_Set of tasks_
• 1. Answer these from the Vitest 4 FAQ:
(a) What single field does browser mode replace with an instances array?
(b) Which Node.js version in the 22 line does Vitest 4 require at minimum?
(c) Which command regenerates snapshots?
• 2. Repeat the Vitest 4 FAQ from "Yes. Vitest 4" up to and including "in Vitest 4?".
• 3. Go on with the Vitest 4 FAQ from where it stops.

:: Quoted passage

Does Vitest 4 change coverage configuration?
Yes. Vitest 4 modernizes the v8 coverage provider with more accurate AST-aware remapping, nests thresholds under a coverage.thresholds object, and changes coverage.all to default to true so uncovered files are included. You must install @vitest/coverage-v8@^4 to match the Vitest major version. Because all now includes untouched files, scope reporting with a precise include glob to avoid unexpected coverage drops.
How does browser mode change in Vitest 4?
Browser mode in Vitest 4 replaces the single browser.name field with an instances array, where each entry describes a browser to run against through a provider such as Playwright or WebdriverIO. This lets one project target Chromium, Firefox, and WebKit simultaneously, each with its own launch options. Install @vitest/browser plus your chosen provider package, and verify any deep import paths against the consolidated public entry points.
What Node.js version does Vitest 4 require?
Vitest 4 requires a modern Node.js LTS, specifically Node 20.19 or newer in the 20 line, or 22.12 or newer in the 22 line, and it also requires Vite 6 or newer. Upgrade your Node runtime before bumping Vitest, because an unsupported Node version produces confusing errors that masquerade as configuration problems. Confirm node --version meets the requirement first.
Do I need to update my snapshots when migrating to Vitest 4?
Possibly. Vitest 4 adjusts some serializer defaults, so a handful of snapshots may report differences on the first run. Inspect each diff to confirm it is formatting-only rather than a real behavior change, then regenerate with vitest run -u and commit the updated snapshots in a dedicated commit. Keeping the snapshot update separate makes it clear to reviewers that the change is cosmetic.
Is Vitest 4 backward compatible with Vitest 3 config?
Mostly, but not fully. Standard test configuration, most matchers, and the core API carry over, so simple projects upgrade with little change. However, monorepo workspace config, browser mode, coverage options, and several deprecated helpers do break and require the edits in this guide. Run your suite immediately after bumping packages; the resulting failures form a precise list of what needs updating.

::::
:: Entries provided

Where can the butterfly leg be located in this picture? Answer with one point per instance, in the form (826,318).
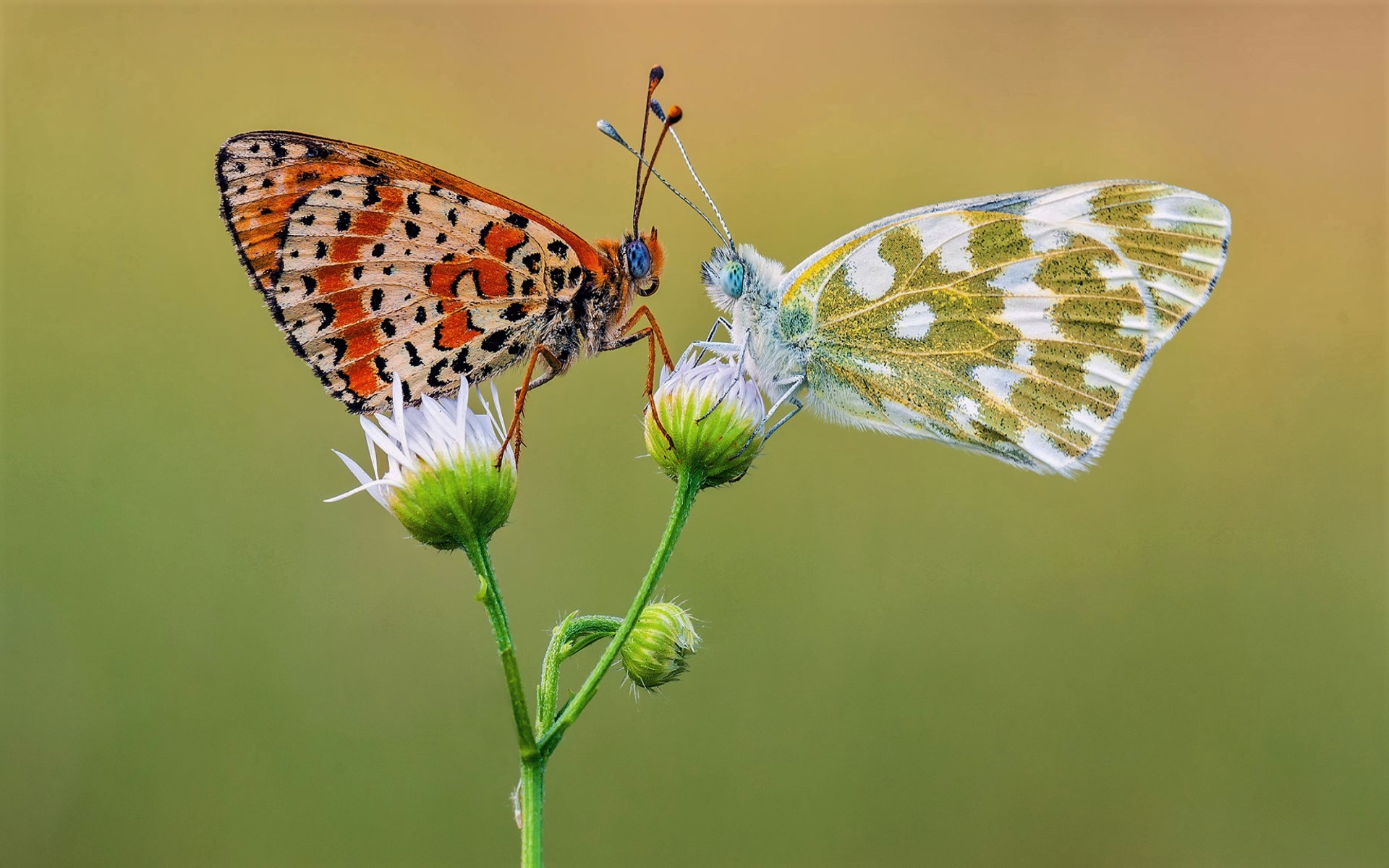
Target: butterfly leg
(705,345)
(527,385)
(738,375)
(652,333)
(786,398)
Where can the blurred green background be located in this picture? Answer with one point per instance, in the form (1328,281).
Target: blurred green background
(914,656)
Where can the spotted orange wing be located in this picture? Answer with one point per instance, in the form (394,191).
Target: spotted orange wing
(377,265)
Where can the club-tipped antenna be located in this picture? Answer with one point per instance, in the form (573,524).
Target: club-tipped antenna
(611,134)
(676,114)
(660,114)
(658,74)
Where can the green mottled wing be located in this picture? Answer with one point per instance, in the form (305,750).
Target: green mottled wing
(1016,326)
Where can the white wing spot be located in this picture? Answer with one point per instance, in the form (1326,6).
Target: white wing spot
(866,271)
(1132,326)
(1032,317)
(1045,238)
(964,412)
(938,231)
(1019,279)
(1103,371)
(1023,354)
(914,321)
(1085,421)
(1041,448)
(996,381)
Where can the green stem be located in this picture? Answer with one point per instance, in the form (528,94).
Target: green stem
(575,634)
(685,490)
(490,597)
(532,813)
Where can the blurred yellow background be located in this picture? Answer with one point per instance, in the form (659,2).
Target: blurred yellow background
(910,659)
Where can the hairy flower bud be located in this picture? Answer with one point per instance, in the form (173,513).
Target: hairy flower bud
(441,480)
(660,646)
(712,418)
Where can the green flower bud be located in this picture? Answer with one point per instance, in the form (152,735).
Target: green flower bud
(441,480)
(659,649)
(714,418)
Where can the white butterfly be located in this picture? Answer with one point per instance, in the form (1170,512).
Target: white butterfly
(1016,326)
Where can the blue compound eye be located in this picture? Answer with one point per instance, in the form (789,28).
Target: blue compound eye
(734,278)
(638,259)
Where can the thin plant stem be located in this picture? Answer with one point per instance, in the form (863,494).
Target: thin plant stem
(490,597)
(575,634)
(532,813)
(687,488)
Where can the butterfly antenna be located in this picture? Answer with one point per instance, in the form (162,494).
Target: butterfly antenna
(656,109)
(611,134)
(650,167)
(658,74)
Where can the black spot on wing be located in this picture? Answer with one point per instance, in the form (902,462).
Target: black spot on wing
(328,312)
(496,341)
(435,370)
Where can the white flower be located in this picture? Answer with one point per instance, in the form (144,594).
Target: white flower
(441,477)
(712,421)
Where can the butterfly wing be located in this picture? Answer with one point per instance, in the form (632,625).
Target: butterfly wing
(1014,326)
(377,265)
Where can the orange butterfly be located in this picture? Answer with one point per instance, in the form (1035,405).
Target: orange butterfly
(380,267)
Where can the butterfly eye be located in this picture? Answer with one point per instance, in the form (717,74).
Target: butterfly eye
(638,259)
(732,279)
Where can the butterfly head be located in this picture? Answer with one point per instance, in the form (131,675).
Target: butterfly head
(642,260)
(731,274)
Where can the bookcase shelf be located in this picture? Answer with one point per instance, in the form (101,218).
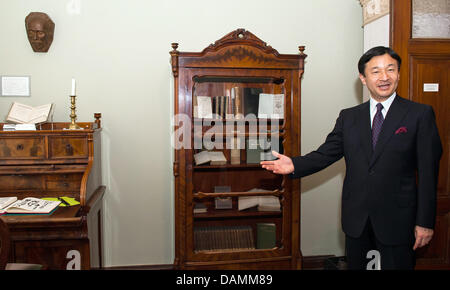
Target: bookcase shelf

::::

_Responses for each task_
• 1.
(a) browser.name
(b) 22.12
(c) vitest run -u

• 2.
Yes. Vitest 4 modernizes the v8 coverage provider with more accurate AST-aware remapping, nests thresholds under a coverage.thresholds object, and changes coverage.all to default to true so uncovered files are included. You must install @vitest/coverage-v8@^4 to match the Vitest major version. Because all now includes untouched files, scope reporting with a precise include glob to avoid unexpected coverage drops.
How does browser mode change in Vitest 4?

• 3.
Should I migrate from Jest to Vitest or upgrade Vitest 3 to 4?
If you are already on Vitest 3, upgrade to Vitest 4 using this guide rather than considering Jest, since you keep your existing ecosystem and the migration is contained. If you are still on Jest and evaluating a switch, see our Jest vs Vitest comparison and Jest to Vitest migration guide first; Vitest's Vite-native speed and Jest-compatible API make it attractive, but the move is a larger project than a within-Vitest major upgrade.
Conclusion
Migrating from Vitest 3 to Vitest 4 is a methodical, seven-step process: confirm the new Node and Vite prerequisites and bump packages in lockstep, replace workspace config with the projects field, modernize coverage and account for all defaulting to true, move browser mode to the instances provider model, sweep up removed APIs and explicit environment dependencies, review the new pool and isolation defaults, then run, regenerate snapshots, and commit. Run your suite right after the package bump so the failures guide you, and repeat the config edits per package in a monorepo using the cascading projects field.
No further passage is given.